[Records from a data source]
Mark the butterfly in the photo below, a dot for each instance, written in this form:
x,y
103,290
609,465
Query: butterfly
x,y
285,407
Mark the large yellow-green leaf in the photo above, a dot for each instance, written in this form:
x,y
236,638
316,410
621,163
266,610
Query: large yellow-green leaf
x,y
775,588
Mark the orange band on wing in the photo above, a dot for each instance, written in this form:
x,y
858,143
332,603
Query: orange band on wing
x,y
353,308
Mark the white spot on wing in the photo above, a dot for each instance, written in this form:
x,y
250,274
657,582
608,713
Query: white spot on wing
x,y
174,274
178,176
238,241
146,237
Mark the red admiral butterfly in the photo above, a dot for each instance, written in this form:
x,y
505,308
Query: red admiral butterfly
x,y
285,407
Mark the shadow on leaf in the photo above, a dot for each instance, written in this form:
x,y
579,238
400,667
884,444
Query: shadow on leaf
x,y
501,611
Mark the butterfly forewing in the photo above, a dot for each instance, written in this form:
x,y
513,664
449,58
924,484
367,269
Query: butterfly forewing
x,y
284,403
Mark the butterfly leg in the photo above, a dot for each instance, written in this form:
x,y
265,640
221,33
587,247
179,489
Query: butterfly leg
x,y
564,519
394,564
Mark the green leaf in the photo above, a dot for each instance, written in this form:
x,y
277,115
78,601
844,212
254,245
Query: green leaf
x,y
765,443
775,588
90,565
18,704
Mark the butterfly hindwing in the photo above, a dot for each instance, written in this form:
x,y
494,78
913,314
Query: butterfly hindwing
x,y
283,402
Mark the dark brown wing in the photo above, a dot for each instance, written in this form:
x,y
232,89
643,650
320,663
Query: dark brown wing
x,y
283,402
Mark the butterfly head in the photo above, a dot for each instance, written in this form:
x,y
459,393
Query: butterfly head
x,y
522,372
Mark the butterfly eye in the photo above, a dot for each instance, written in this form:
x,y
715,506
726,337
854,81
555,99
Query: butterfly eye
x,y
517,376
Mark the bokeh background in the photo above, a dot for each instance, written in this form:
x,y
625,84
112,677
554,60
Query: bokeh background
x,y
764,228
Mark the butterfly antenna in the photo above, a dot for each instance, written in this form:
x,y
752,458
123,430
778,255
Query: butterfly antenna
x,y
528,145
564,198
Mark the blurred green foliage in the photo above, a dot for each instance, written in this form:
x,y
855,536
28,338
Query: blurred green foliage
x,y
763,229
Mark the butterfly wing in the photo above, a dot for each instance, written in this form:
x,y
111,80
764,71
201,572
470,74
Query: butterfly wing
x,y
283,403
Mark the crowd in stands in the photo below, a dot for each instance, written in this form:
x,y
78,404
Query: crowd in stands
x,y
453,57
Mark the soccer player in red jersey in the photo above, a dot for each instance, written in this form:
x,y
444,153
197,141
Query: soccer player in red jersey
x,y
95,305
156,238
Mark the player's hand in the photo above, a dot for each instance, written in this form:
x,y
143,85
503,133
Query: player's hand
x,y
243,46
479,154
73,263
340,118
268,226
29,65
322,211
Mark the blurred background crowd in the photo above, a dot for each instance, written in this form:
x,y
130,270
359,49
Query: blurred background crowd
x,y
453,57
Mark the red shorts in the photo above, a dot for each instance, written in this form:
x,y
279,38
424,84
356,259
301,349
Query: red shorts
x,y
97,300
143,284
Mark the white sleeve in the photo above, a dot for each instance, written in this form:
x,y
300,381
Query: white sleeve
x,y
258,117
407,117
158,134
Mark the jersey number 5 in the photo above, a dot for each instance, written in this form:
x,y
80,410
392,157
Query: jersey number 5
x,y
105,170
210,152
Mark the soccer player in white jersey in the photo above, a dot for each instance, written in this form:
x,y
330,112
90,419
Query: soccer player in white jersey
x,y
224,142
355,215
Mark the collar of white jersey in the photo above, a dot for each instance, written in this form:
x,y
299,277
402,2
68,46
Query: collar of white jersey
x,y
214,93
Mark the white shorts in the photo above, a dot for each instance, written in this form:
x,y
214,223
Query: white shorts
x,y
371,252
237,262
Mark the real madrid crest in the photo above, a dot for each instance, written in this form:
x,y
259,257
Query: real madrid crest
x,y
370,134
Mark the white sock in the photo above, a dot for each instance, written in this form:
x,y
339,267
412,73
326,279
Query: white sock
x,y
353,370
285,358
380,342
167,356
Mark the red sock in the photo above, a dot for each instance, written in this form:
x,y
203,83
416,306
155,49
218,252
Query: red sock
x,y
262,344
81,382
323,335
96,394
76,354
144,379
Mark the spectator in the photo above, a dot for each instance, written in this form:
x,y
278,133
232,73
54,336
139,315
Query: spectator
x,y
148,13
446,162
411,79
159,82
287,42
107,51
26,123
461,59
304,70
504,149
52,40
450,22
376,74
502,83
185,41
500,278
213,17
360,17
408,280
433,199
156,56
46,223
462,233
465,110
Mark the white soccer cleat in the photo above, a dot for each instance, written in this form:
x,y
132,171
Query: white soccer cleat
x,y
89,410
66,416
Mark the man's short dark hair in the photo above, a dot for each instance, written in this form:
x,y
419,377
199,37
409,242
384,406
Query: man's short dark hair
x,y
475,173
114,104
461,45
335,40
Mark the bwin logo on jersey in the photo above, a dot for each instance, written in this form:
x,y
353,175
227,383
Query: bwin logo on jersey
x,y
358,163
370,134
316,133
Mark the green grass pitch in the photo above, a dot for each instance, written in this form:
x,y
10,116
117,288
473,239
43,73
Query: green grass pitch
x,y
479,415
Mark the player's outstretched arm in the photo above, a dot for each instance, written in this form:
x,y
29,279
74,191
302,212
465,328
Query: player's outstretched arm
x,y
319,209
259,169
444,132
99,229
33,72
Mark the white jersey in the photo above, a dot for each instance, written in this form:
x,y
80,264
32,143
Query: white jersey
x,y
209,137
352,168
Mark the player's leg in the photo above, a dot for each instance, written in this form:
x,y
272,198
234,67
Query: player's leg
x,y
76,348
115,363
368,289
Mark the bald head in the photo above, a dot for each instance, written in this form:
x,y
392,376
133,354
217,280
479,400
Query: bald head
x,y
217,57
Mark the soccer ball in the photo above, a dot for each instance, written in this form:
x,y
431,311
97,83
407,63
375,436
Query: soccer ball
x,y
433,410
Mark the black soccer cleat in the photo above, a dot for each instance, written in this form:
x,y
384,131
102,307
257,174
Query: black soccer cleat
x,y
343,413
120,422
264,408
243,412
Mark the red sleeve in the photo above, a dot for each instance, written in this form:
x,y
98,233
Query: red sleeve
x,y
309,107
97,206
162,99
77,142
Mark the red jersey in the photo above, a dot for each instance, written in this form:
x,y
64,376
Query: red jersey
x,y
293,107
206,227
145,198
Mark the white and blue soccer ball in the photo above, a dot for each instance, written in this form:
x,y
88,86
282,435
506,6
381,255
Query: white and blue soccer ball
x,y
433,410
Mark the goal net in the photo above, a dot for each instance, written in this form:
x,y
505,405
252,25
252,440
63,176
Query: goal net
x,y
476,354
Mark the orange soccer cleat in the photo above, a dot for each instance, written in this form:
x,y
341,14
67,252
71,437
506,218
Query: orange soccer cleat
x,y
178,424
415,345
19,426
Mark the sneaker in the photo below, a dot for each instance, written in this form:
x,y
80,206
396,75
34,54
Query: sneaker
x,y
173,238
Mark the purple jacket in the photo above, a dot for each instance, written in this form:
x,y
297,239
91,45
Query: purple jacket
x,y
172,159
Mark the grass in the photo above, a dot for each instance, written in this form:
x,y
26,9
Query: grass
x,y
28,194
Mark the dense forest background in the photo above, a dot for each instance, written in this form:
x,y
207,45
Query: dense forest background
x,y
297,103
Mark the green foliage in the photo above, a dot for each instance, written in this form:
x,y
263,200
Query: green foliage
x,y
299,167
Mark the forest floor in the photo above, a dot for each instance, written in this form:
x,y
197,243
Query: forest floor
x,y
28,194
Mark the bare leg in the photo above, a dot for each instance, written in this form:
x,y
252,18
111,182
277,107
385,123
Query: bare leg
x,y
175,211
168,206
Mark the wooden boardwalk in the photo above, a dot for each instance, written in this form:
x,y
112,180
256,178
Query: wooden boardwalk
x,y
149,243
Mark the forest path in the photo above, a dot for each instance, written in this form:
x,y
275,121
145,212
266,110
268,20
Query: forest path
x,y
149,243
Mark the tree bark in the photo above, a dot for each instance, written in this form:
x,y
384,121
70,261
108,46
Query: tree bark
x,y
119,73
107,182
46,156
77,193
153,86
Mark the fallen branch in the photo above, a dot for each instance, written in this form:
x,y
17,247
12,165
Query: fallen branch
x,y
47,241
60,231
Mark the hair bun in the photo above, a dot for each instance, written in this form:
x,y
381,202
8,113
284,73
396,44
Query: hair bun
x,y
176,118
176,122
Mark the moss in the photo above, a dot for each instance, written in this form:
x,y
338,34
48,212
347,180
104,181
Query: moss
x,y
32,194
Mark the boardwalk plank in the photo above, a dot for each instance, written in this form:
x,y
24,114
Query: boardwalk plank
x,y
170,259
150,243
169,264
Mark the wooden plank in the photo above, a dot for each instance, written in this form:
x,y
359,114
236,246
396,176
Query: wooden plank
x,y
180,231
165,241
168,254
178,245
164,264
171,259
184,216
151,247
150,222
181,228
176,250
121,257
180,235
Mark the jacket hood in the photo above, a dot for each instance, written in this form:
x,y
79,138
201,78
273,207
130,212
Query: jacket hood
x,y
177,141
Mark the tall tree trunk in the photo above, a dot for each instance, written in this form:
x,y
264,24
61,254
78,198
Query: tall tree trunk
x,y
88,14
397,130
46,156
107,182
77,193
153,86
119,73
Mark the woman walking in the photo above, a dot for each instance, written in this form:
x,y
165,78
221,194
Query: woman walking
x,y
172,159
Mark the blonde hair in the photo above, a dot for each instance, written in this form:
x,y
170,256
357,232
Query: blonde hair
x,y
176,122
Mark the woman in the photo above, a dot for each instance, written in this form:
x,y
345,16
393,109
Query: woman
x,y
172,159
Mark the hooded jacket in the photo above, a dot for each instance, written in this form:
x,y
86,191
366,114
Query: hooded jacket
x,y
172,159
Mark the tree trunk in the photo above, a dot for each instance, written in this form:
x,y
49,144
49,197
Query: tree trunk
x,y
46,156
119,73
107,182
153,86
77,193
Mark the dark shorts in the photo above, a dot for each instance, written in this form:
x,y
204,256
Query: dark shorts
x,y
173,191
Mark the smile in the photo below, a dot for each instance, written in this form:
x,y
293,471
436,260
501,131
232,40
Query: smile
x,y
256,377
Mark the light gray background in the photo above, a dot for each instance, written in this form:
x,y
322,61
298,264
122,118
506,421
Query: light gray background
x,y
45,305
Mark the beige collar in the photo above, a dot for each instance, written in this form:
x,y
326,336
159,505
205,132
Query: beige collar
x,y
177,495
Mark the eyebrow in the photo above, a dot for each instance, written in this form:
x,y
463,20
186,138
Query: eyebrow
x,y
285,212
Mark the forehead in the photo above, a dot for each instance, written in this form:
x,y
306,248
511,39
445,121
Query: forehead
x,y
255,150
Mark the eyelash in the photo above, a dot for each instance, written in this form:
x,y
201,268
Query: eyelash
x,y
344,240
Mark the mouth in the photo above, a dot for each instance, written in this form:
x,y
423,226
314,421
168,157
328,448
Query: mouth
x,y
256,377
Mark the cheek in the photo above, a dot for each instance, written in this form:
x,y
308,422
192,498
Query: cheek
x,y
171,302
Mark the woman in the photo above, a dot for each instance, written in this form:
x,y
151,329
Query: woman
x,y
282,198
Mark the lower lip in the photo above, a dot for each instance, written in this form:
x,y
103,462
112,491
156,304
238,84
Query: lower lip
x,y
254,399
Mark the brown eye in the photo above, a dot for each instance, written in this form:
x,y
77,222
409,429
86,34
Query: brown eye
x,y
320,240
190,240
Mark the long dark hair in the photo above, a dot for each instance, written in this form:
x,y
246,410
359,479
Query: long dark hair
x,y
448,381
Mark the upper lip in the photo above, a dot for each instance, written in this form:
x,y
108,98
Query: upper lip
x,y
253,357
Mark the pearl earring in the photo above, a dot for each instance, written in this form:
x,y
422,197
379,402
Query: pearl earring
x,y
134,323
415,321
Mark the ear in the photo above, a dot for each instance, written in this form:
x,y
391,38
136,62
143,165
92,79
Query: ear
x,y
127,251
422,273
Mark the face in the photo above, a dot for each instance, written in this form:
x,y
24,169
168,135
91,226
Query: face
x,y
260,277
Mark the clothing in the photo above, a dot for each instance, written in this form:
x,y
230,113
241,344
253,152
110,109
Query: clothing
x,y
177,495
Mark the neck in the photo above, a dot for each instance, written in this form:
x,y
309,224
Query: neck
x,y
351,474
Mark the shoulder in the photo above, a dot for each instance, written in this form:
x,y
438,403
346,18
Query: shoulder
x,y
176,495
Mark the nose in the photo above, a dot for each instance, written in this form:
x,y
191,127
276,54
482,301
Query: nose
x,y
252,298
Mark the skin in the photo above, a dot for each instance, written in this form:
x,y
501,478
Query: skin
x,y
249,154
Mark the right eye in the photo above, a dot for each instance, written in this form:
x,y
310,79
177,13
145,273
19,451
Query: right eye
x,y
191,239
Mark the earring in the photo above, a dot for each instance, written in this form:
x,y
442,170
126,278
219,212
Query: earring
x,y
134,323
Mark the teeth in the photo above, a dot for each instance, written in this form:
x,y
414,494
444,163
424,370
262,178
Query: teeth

- [ASSIGNMENT]:
Count the lines in the records that contain the word "teeth", and give only that number.

- [RESPONSE AREA]:
2